▸ Selected text
»»

I will take some pics this week - anyone willing to host them?

Cheers,


Iain


----------



## Peter (Jun 27, 2001)

Great, very pleased for you Iain...


----------



## GTRalex (Jan 21, 2005)

i will give it ago send them to nikwilson(at)btinternet.com

alex


----------



## Pikey (Feb 19, 2004)

Good news man :smokin:


----------



## Howsie (Feb 25, 2002)

Nice one mate. Welcome back!


----------



## moleman (Jun 3, 2002)

> i will give it ago send them to nikwilson(at)btinternet.com


Cheers Alex - I will take some in the next few days if the weather is good and I can wash it.


----------



## GTRalex (Jan 21, 2005)

ok mate no probs.

alex


----------



## Booty-licious (Nov 8, 2001)

moleman said:


> BIG thanks go to…..…..all those from the GTROC/GTR Register who offered help and support after I decided to stuff the old car in the greenery, especially Booty for the counselling.

««

▸ Dataset
»»

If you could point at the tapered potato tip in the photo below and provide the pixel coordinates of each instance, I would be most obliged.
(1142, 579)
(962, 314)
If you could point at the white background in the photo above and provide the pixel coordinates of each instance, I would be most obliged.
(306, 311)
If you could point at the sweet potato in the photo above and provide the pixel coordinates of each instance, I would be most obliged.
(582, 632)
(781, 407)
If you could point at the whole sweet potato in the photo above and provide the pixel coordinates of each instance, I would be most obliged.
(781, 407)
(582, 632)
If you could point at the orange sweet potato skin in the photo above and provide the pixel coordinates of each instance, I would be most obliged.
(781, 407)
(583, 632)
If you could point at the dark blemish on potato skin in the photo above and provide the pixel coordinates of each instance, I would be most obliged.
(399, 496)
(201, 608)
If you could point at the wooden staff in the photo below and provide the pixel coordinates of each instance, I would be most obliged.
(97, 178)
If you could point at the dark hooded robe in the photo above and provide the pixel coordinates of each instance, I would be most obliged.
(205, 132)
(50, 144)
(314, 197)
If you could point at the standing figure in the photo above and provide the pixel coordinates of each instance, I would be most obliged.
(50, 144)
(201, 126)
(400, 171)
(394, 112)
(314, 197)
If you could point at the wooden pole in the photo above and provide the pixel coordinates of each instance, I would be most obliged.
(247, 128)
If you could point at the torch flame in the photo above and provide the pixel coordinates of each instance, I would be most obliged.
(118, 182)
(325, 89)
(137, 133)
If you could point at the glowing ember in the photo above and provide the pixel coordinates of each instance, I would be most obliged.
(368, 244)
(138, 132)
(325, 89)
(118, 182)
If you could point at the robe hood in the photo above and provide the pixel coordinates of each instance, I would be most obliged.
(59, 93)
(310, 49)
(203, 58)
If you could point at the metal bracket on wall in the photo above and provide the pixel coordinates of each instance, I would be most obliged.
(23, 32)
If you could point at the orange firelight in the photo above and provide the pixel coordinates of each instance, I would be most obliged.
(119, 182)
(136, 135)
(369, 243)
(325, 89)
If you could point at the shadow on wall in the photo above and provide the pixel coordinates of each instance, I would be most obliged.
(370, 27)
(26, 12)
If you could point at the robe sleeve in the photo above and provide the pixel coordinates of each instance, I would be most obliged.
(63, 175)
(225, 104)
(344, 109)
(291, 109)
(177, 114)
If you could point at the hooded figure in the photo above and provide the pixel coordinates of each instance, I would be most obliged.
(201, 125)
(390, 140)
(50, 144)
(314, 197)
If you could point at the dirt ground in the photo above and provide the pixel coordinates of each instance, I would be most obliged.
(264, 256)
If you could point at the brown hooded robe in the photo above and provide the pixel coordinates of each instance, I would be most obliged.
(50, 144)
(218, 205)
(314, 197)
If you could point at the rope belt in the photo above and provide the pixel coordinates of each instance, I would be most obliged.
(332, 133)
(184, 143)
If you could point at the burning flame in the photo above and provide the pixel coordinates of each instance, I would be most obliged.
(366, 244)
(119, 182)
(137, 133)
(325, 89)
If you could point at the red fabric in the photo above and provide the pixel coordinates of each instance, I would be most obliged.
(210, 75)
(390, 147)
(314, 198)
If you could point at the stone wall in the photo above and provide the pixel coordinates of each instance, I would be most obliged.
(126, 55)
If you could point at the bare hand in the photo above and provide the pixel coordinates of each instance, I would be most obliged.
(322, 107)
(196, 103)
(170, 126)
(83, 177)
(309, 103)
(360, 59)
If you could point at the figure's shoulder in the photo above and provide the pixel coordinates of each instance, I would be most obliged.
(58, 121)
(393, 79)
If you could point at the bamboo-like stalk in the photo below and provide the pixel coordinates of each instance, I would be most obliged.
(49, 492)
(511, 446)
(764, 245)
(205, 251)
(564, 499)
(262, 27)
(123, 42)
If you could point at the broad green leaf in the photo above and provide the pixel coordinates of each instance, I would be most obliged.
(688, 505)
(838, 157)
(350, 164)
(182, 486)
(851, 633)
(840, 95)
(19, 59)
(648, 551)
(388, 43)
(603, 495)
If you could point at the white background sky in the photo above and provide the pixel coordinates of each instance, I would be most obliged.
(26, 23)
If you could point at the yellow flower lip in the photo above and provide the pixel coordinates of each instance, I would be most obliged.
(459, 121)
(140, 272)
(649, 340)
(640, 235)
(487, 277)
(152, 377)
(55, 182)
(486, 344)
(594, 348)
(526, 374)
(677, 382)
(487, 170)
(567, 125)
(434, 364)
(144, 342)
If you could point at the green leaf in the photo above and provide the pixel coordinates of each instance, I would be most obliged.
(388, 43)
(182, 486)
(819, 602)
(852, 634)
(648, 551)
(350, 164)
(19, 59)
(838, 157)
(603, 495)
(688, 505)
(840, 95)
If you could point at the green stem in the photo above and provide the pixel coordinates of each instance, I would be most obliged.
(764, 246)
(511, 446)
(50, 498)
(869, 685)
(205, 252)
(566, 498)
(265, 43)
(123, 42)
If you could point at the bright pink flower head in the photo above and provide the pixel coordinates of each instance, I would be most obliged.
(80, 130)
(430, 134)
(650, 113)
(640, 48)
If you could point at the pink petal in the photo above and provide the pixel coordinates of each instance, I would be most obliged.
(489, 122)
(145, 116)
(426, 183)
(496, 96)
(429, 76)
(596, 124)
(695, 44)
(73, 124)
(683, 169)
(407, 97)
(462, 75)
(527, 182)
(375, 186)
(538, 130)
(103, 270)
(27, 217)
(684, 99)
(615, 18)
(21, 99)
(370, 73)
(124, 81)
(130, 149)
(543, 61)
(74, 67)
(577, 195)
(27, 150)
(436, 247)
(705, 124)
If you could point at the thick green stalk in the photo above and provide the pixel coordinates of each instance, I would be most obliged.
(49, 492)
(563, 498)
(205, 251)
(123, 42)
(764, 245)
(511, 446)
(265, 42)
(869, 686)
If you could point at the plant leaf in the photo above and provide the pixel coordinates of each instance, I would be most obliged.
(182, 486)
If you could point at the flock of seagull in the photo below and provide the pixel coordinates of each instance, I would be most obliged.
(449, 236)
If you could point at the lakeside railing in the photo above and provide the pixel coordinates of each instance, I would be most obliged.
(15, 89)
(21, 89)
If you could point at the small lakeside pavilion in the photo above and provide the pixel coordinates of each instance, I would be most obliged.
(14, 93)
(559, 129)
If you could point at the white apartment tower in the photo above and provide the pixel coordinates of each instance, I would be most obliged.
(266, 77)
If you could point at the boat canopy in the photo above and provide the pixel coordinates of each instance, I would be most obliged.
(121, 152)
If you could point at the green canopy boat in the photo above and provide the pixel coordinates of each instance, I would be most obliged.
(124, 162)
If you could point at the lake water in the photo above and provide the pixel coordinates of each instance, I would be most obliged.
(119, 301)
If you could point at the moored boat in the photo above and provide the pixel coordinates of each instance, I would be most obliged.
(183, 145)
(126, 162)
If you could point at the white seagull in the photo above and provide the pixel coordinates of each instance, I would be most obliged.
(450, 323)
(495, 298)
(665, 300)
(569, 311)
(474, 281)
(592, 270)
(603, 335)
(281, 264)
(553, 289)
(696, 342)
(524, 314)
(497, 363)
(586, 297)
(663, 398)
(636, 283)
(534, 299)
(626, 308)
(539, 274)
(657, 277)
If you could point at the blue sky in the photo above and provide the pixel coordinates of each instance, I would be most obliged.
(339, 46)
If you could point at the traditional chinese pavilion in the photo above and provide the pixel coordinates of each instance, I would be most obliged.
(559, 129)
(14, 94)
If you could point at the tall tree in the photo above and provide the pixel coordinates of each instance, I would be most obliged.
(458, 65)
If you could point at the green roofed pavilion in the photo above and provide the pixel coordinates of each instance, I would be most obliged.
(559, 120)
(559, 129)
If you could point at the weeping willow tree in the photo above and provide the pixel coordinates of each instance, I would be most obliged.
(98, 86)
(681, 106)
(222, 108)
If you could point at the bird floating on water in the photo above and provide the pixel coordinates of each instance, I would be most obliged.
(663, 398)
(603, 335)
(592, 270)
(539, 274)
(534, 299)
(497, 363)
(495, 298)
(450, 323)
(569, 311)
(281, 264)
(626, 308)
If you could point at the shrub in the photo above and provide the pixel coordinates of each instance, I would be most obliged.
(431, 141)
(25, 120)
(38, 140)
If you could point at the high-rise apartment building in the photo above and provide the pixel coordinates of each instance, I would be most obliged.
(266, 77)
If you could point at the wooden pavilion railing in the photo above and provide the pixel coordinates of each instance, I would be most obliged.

««

▸ Stated goal
Quote the forum thread word for word, everything from "Nice one mate." down to "can wash it.". You can set the rows aside.

▸ Answer to the task
Nice one mate. Welcome back!


----------



## moleman (Jun 3, 2002)

> i will give it ago send them to nikwilson(at)btinternet.com


Cheers Alex - I will take some in the next few days if the weather is good and I can wash it.